Return exactly the lines of the entries that start at the line containing "would ya mind boxing the window frame" and continue to the last line. Omit the pictures.
-------- Study material --------
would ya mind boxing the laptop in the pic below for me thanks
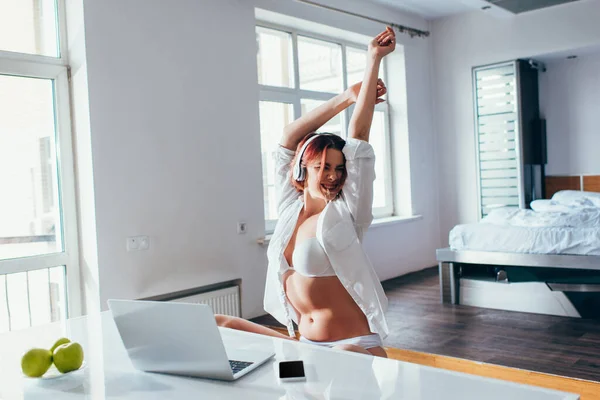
[107,299,275,380]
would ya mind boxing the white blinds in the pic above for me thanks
[474,62,522,218]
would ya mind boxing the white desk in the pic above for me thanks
[0,312,579,399]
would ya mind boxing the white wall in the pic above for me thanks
[65,0,100,316]
[539,52,600,176]
[74,0,440,318]
[431,0,600,245]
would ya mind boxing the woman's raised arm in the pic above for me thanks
[348,27,396,142]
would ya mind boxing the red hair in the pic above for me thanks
[290,133,347,194]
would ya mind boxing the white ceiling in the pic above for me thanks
[364,0,587,19]
[364,0,492,20]
[535,44,600,63]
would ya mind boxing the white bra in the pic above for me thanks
[292,237,336,278]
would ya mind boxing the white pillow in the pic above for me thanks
[530,199,579,213]
[551,190,600,208]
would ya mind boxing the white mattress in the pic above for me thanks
[449,190,600,256]
[449,223,600,256]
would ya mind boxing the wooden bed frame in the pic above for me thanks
[545,174,600,198]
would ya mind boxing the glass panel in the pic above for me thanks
[481,178,518,188]
[298,36,342,93]
[476,65,514,78]
[476,69,516,115]
[28,268,52,326]
[370,111,388,209]
[480,159,518,170]
[6,272,30,331]
[49,266,67,322]
[258,101,295,222]
[0,75,63,261]
[480,139,516,152]
[346,47,367,87]
[481,196,519,206]
[0,275,9,333]
[482,187,519,197]
[480,168,518,179]
[0,266,66,333]
[300,99,342,137]
[256,27,294,88]
[479,150,517,161]
[346,47,385,87]
[0,0,59,57]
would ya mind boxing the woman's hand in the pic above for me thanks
[347,28,393,142]
[368,26,396,60]
[347,79,387,104]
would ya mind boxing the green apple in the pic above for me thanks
[21,348,53,378]
[52,342,84,373]
[49,337,71,353]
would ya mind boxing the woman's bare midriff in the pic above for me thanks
[283,270,372,342]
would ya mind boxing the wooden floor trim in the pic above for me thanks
[385,347,600,400]
[267,326,600,399]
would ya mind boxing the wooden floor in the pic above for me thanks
[251,267,600,383]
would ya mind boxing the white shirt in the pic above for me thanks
[263,138,389,339]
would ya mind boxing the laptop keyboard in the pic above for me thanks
[229,360,254,374]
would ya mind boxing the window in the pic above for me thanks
[256,24,394,232]
[0,0,79,333]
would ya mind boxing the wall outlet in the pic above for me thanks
[237,222,247,234]
[127,235,149,251]
[138,236,149,250]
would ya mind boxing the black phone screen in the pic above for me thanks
[279,360,305,378]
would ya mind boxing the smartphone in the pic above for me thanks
[278,360,306,382]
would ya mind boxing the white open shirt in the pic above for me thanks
[264,138,389,339]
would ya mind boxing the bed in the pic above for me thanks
[449,194,600,256]
[437,176,600,317]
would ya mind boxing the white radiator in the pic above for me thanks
[169,286,241,317]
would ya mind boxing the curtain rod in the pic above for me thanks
[294,0,430,38]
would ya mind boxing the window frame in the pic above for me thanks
[0,0,81,318]
[257,21,395,232]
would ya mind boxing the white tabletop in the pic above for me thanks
[0,312,579,400]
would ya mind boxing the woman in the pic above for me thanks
[217,27,396,357]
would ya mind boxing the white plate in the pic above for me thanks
[25,361,86,380]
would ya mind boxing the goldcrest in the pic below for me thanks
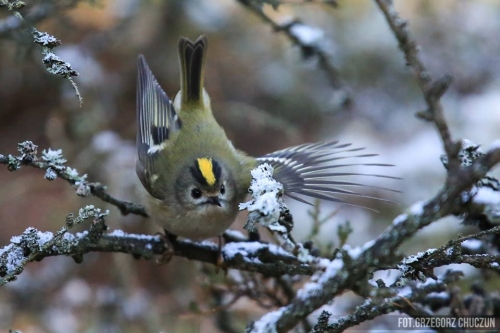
--------
### Your solution
would ya mind boxing the window frame in the pic above for me thanks
[0,0,81,318]
[257,21,395,232]
would ya mind boxing the white tabletop in the pic above for me thanks
[0,312,579,400]
would ya mind boxing the woman in the pic above for me thanks
[217,27,396,357]
would ya mind boxing the white plate in the pic above for me thanks
[25,361,86,380]
would ya mind boxing the goldcrest in the pic below for me thanks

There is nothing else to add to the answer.